── Selected passage ──

Re: [EXTERNAL] Re: Add non-blocking version of PQcancel

From: Tom Lane <tgl(at)sss(dot)pgh(dot)pa(dot)us>
To: Alexander Lakhin <exclusion(at)gmail(dot)com>
Cc: Alvaro Herrera <alvherre(at)alvh(dot)no-ip(dot)org>, Jelte Fennema-Nio <postgres(at)jeltef(dot)nl>, Noah Misch <noah(at)leadboat(dot)com>, Jacob Champion <jacob(dot)champion(at)enterprisedb(dot)com>, Denis Laxalde <denis(dot)laxalde(at)dalibo(dot)com>, vignesh C <vignesh21(at)gmail(dot)com>, Thomas Munro <thomas(dot)munro(at)gmail(dot)com>, Greg Stark <stark(at)mit(dot)edu>, "Gregory Stark (as CFM)" <stark(dot)cfm(at)gmail(dot)com>, Jelte Fennema <Jelte(dot)Fennema(at)microsoft(dot)com>, Daniel Gustafsson <daniel(at)yesql(dot)se>, Peter Eisentraut <peter(at)eisentraut(dot)org>, Andres Freund <andres(at)anarazel(dot)de>, Justin Pryzby <pryzby(at)telsasoft(dot)com>, Robert Haas <robertmhaas(at)gmail(dot)com>, pgsql-hackers(at)lists(dot)postgresql(dot)org, Etsuro Fujita <etsuro(dot)fujita(at)gmail(dot)com>
Subject: Re: [EXTERNAL] Re: Add non-blocking version of PQcancel
Date: 2024-08-30 19:21:25
Message-ID: 578934.1725045685@sss.pgh.pa.us
Views: Raw Message | Whole Thread | Download mbox | Resend email
Thread:
Lists: pgsql-hackers

Alexander Lakhin <exclusion(at)gmail(dot)com> writes:
> Let me show you another related anomaly, which drongo kindly discovered
> recently: [1]. That test failed with:
> SELECT dblink_cancel_query('dtest1');
> - dblink_cancel_query
> ----------------------
> - OK
> + dblink_cancel_query
> +--------------------------
> + cancel request timed out
> (1 row)

───

*Short exercise 1*:
Display each line in the records below that contains the string "face".

── Material for this task ──

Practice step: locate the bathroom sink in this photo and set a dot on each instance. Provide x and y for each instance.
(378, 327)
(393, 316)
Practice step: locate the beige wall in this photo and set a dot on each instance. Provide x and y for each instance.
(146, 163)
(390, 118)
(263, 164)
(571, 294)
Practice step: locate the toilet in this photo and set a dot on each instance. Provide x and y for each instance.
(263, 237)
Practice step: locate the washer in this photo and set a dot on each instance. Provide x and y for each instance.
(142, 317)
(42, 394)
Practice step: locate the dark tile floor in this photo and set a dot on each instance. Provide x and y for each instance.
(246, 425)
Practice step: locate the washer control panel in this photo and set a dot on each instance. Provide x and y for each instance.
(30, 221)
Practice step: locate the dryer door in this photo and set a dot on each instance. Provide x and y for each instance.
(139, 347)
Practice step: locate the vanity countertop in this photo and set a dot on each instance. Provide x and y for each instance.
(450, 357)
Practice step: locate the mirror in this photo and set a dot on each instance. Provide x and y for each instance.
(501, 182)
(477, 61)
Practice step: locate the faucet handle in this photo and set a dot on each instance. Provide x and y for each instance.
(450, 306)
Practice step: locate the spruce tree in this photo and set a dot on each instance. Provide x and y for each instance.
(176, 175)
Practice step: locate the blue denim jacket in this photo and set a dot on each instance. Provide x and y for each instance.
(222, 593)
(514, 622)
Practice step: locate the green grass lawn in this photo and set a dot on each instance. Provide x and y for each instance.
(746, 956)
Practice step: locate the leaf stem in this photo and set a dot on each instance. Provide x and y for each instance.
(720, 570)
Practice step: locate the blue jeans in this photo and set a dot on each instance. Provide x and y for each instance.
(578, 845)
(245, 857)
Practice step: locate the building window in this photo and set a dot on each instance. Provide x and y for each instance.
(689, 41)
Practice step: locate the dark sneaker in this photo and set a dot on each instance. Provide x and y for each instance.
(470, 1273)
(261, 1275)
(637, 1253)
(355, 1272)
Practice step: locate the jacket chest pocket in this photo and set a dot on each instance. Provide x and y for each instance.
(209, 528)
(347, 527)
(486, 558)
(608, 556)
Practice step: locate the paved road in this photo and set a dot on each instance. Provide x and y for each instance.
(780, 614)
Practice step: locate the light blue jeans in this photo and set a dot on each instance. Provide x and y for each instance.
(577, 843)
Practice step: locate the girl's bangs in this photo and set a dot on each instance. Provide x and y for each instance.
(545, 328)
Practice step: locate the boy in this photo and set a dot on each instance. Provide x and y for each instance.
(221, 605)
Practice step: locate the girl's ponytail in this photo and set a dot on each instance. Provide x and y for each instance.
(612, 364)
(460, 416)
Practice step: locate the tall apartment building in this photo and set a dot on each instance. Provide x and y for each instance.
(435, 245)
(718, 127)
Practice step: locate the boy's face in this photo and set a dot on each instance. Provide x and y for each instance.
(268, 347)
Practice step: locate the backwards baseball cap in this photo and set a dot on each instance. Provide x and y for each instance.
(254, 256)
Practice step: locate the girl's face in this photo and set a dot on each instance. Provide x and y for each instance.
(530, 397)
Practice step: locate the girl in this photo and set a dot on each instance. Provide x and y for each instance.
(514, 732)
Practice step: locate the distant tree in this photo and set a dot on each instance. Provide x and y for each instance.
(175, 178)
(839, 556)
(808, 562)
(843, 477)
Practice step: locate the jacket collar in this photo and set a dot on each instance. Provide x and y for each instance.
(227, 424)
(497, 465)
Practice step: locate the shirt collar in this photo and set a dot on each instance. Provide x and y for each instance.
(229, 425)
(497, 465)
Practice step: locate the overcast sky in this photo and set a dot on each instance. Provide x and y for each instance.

───
── Material for this task ──

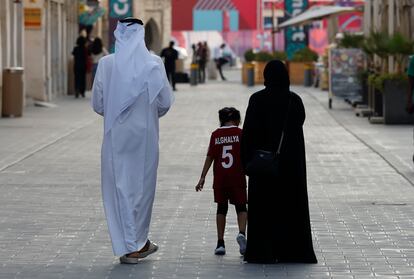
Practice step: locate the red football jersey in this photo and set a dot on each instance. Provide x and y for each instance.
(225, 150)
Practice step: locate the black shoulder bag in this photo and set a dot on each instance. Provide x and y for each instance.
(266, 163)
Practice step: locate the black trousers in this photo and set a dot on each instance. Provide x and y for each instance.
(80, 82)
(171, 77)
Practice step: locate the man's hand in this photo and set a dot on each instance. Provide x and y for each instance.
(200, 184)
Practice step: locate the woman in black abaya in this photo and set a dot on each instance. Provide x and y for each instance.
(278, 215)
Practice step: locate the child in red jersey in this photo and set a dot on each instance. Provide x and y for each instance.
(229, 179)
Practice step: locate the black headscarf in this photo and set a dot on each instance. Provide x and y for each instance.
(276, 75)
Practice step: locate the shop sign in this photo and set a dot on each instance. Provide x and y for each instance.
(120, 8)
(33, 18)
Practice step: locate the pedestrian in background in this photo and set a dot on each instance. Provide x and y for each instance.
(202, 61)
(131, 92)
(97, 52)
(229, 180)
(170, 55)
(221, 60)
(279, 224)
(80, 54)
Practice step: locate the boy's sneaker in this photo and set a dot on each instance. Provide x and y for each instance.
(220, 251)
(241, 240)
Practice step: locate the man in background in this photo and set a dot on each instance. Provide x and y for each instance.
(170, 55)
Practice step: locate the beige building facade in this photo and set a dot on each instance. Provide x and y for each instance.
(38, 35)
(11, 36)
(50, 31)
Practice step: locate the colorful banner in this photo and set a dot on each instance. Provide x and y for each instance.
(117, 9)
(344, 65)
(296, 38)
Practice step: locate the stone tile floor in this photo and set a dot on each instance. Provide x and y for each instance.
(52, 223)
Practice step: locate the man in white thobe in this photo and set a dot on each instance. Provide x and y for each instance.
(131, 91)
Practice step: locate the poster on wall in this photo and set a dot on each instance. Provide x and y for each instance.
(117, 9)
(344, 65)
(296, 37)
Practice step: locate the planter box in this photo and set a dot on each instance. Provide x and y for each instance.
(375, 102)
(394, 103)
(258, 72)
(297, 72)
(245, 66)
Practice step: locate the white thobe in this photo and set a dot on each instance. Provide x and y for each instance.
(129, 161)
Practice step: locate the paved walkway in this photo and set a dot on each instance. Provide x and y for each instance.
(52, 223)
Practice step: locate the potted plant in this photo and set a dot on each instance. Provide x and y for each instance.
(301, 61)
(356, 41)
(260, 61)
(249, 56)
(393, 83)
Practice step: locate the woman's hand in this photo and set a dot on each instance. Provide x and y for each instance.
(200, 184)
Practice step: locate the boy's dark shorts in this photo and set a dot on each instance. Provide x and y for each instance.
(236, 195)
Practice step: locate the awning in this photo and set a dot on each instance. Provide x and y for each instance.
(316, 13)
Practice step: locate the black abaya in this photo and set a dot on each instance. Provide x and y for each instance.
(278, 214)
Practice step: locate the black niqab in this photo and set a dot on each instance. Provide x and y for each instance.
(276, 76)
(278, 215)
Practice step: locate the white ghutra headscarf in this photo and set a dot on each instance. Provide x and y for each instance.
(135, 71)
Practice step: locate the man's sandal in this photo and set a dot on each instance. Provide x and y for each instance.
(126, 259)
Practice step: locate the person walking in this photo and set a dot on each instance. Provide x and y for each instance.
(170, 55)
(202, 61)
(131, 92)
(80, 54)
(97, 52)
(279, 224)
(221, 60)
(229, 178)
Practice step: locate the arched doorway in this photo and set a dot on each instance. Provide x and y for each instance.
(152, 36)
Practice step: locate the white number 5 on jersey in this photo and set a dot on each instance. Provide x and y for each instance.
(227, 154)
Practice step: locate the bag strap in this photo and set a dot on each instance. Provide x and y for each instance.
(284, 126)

───

*Short exercise 2*:
In the message above, condense the paragraph beginning "Let me show you another related anomaly" into a shorter account that keeps its main facts.

*Complete response 1*:
Practice step: locate the boy's face in this photo and set a dot on each instance. Provide x and y for each instance.
Practice step: locate the girl's face in this photo and set a dot on each instance. Provide x and y for each instance.

*Complete response 2*:
Alexander Lakhin reports another related anomaly that drongo recently discovered [1]. A test running SELECT dblink_cancel_query('dtest1'); was expected to return OK. It returned "cancel request timed out" instead, in one row.